Extract the lines below, starting with the first one and ending with the line that contains "point(42, 91)", both included. Reproduce each line character for character.

Source records:
------

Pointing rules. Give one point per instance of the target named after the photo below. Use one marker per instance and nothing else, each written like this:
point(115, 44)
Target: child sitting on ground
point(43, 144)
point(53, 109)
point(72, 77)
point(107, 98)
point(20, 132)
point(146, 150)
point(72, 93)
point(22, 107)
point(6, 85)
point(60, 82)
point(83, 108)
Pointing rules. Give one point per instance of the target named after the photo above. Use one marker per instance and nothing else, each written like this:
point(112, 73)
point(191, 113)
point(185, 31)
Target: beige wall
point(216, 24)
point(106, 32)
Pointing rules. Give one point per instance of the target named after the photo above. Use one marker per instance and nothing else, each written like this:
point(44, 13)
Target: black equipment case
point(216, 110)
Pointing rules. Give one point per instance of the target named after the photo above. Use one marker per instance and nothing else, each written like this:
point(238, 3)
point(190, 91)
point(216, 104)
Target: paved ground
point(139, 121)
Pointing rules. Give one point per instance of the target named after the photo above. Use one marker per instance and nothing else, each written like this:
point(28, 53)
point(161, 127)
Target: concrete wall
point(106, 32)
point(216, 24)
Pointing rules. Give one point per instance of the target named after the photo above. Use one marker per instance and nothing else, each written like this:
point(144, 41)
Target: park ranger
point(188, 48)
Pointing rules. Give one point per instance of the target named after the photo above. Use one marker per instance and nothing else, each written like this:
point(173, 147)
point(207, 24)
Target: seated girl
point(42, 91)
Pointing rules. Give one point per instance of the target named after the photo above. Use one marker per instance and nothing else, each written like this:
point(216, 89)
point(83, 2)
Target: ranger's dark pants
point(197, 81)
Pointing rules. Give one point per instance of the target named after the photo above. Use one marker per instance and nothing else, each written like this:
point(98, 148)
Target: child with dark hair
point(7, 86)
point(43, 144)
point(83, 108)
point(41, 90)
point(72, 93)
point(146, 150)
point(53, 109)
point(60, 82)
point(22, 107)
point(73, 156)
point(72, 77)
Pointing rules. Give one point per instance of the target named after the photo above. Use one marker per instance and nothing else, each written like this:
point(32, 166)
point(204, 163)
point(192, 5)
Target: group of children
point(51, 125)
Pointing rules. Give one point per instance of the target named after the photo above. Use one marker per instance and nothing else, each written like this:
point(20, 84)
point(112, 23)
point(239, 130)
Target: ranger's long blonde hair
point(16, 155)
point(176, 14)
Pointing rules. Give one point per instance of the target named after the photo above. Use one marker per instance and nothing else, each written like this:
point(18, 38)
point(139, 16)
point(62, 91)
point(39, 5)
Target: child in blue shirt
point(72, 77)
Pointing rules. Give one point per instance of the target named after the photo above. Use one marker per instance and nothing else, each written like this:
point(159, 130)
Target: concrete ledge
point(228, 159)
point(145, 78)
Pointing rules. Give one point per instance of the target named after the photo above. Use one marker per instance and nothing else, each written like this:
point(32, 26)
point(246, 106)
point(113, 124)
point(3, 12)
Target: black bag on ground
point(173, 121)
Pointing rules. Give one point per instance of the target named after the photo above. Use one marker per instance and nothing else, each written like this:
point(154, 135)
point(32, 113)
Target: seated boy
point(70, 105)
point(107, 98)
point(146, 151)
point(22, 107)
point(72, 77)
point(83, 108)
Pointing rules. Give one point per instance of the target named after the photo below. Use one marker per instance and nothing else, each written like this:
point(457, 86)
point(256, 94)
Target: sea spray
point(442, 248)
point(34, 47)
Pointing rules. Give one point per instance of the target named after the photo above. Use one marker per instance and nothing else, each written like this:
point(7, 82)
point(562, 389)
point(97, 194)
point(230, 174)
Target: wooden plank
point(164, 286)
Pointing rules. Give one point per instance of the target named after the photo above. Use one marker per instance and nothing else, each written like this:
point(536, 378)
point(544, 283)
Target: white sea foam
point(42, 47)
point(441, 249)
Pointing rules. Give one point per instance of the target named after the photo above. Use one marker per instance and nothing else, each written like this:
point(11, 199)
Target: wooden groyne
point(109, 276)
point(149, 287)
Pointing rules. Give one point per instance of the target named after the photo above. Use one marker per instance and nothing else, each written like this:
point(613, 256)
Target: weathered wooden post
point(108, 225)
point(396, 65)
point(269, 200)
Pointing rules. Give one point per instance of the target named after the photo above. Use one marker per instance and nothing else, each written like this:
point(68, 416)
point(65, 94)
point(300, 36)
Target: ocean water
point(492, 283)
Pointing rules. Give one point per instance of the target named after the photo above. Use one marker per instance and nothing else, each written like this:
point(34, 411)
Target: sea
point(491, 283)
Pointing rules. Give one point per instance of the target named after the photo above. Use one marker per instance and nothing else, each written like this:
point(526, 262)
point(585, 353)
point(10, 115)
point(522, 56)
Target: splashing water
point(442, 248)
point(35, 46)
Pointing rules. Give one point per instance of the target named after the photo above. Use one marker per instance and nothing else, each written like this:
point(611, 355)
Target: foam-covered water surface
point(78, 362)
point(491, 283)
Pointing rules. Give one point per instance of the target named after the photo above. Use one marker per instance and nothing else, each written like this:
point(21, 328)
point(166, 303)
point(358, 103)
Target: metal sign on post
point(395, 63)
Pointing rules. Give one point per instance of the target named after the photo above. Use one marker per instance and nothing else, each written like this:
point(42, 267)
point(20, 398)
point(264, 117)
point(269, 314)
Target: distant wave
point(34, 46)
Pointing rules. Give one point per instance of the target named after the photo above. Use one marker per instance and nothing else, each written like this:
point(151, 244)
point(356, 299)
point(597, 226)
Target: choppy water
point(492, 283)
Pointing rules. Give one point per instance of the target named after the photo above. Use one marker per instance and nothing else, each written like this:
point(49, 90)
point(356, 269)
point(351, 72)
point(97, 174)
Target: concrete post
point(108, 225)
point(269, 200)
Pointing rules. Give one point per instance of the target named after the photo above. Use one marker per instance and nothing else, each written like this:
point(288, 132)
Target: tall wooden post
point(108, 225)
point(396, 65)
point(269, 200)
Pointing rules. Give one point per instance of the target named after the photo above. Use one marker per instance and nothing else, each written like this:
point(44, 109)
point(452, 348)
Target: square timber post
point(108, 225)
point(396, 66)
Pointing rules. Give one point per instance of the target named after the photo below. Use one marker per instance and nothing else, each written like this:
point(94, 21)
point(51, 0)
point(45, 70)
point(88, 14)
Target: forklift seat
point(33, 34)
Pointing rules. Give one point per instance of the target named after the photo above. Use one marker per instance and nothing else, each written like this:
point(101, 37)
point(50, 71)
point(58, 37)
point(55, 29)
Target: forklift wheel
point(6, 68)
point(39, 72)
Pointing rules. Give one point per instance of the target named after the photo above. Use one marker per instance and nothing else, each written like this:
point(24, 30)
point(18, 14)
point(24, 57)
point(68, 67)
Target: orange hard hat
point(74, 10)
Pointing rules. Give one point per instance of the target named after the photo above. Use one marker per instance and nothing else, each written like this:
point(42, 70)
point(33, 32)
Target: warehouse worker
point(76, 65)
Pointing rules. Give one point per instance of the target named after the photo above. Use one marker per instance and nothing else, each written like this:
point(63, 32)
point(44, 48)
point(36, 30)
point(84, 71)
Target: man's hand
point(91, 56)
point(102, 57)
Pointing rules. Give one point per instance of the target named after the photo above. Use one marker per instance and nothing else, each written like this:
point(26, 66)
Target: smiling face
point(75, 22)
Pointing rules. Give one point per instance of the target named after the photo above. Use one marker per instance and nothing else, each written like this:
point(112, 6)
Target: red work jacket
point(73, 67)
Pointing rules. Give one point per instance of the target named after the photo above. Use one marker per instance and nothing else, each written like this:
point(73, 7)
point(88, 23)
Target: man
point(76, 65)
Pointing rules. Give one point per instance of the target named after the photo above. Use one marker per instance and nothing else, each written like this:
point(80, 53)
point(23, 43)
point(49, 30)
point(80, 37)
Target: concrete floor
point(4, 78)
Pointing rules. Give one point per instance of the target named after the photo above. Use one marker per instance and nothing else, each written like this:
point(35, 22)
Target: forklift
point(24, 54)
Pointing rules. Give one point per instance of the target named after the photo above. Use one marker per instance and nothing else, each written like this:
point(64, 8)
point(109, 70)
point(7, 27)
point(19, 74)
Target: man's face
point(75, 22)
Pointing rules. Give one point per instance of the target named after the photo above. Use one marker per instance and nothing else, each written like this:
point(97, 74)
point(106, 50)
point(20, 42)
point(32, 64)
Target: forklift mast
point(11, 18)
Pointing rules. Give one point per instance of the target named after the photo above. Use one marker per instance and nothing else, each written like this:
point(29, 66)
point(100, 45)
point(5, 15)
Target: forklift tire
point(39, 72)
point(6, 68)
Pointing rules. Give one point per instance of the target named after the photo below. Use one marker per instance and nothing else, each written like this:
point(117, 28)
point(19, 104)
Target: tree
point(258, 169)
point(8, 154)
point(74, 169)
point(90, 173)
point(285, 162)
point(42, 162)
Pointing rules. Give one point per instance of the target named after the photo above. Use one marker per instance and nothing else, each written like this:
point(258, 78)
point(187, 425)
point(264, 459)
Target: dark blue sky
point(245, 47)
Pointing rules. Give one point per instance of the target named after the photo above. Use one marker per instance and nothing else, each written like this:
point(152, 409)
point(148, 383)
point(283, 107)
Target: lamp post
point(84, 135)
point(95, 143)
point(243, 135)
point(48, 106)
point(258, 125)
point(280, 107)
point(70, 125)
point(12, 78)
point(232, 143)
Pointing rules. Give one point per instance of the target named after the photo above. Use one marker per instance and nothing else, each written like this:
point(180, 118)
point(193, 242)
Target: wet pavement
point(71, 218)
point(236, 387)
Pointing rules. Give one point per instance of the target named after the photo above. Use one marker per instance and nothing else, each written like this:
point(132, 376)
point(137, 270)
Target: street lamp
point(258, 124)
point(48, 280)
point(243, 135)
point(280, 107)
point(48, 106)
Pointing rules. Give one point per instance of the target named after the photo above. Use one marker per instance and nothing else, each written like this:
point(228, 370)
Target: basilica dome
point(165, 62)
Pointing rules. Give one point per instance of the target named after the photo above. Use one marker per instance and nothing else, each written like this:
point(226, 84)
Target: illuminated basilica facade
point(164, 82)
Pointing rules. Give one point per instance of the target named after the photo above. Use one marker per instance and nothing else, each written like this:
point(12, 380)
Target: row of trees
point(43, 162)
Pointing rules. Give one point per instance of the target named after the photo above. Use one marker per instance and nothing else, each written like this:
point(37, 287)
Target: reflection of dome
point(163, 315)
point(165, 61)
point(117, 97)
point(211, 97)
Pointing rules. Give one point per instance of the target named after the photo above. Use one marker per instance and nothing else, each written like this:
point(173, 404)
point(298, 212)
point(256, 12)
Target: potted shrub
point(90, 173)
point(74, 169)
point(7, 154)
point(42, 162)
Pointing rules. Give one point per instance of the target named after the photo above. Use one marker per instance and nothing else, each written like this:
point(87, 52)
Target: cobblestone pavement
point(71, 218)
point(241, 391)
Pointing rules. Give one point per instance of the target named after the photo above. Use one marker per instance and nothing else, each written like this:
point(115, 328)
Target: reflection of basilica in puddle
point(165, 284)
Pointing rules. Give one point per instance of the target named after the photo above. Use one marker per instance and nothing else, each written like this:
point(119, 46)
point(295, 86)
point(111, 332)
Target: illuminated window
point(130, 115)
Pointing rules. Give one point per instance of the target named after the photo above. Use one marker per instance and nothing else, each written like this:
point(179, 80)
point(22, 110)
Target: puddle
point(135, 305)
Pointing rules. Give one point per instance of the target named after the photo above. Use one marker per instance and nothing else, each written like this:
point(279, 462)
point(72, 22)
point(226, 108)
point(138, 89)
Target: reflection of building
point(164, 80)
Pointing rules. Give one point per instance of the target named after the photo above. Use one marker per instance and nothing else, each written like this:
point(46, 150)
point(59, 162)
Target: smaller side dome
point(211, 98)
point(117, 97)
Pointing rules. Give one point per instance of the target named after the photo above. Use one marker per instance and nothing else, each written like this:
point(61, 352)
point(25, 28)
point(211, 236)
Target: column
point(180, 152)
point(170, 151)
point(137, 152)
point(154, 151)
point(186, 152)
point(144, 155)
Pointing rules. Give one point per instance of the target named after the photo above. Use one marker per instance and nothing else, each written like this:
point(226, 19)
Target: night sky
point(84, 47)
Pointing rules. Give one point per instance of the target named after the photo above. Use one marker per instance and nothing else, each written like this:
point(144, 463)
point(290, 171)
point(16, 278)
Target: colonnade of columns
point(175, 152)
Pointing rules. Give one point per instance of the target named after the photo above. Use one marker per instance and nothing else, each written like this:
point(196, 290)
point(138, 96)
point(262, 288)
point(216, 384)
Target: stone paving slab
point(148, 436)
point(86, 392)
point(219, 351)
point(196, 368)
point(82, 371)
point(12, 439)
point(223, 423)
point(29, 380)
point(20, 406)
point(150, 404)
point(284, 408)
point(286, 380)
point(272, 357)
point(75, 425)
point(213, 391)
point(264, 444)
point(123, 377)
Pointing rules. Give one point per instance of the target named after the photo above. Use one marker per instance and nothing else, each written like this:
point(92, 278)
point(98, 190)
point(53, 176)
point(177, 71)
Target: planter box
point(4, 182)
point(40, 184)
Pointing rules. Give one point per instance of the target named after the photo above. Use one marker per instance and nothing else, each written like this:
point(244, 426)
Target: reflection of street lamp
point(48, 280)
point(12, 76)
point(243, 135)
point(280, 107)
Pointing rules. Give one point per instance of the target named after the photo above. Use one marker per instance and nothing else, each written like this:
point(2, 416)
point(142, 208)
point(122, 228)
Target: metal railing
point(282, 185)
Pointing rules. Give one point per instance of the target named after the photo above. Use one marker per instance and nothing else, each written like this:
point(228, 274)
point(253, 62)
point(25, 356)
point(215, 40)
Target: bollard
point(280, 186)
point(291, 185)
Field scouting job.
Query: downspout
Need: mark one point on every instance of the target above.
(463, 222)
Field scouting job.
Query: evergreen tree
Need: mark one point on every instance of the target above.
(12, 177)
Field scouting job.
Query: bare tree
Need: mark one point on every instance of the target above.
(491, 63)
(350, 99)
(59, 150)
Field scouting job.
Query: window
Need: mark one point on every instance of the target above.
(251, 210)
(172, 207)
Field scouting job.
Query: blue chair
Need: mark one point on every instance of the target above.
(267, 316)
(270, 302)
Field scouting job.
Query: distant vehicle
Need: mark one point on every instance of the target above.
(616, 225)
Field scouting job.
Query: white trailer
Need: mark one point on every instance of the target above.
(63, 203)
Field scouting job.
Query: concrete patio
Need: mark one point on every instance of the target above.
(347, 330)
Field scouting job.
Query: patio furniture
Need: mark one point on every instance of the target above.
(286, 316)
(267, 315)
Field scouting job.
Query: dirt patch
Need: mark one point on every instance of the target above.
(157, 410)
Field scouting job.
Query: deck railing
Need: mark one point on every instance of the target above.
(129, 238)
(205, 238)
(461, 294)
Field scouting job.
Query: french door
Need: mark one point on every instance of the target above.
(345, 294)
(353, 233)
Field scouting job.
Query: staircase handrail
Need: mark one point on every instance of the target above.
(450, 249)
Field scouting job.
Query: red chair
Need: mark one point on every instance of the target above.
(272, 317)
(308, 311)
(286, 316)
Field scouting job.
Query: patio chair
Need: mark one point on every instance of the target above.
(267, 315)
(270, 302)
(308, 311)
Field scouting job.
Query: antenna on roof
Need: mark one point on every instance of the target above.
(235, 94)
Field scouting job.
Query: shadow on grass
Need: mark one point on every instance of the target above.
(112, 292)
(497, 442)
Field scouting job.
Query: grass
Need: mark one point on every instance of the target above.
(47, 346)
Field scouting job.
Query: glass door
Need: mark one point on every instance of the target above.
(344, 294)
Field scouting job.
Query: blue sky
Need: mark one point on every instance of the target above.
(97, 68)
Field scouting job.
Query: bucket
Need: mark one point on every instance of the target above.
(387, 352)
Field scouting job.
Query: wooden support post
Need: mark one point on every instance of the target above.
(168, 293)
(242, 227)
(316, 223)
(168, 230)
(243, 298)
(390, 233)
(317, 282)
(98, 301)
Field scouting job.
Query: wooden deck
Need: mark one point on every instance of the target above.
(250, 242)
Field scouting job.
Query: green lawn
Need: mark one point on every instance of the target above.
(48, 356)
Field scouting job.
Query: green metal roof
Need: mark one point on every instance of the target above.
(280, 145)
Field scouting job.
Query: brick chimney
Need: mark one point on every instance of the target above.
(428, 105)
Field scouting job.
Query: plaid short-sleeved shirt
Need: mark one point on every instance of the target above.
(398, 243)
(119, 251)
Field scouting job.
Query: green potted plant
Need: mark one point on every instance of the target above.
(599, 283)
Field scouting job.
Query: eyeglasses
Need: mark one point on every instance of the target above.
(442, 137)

------

• **The answer**:
Pointing rules. Give one point per instance of the target named after the photo below. Use one marker per instance and nothing else, each written like this:
point(115, 44)
Target: child sitting on ground
point(43, 144)
point(53, 109)
point(72, 77)
point(107, 98)
point(20, 132)
point(146, 150)
point(72, 93)
point(22, 107)
point(6, 85)
point(60, 82)
point(83, 108)
Pointing rules. Give one point per instance of the target named after the photo above. Use one marker per instance and nothing else, each written like this:
point(112, 73)
point(191, 113)
point(185, 31)
Target: beige wall
point(216, 24)
point(106, 32)
Pointing rules. Give one point per instance of the target named after the photo above. Use one marker per instance and nothing else, each written like this:
point(44, 13)
Target: black equipment case
point(216, 110)
Pointing rules. Give one point per instance of the target named after the photo above. Use one marker per instance and nothing else, each written like this:
point(238, 3)
point(190, 91)
point(216, 104)
Target: paved ground
point(139, 121)
Pointing rules. Give one point per instance of the target named after the photo above. Use one marker per instance and nothing else, each written like this:
point(28, 53)
point(161, 127)
Target: concrete wall
point(106, 32)
point(216, 24)
Pointing rules. Give one point per instance of the target named after the photo above. Use one marker per instance and nothing else, each written like this:
point(144, 41)
Target: park ranger
point(188, 48)
Pointing rules. Give one point per instance of the target named after the photo above. Use one marker per instance and nothing else, each written like this:
point(173, 147)
point(207, 24)
Target: seated girl
point(42, 91)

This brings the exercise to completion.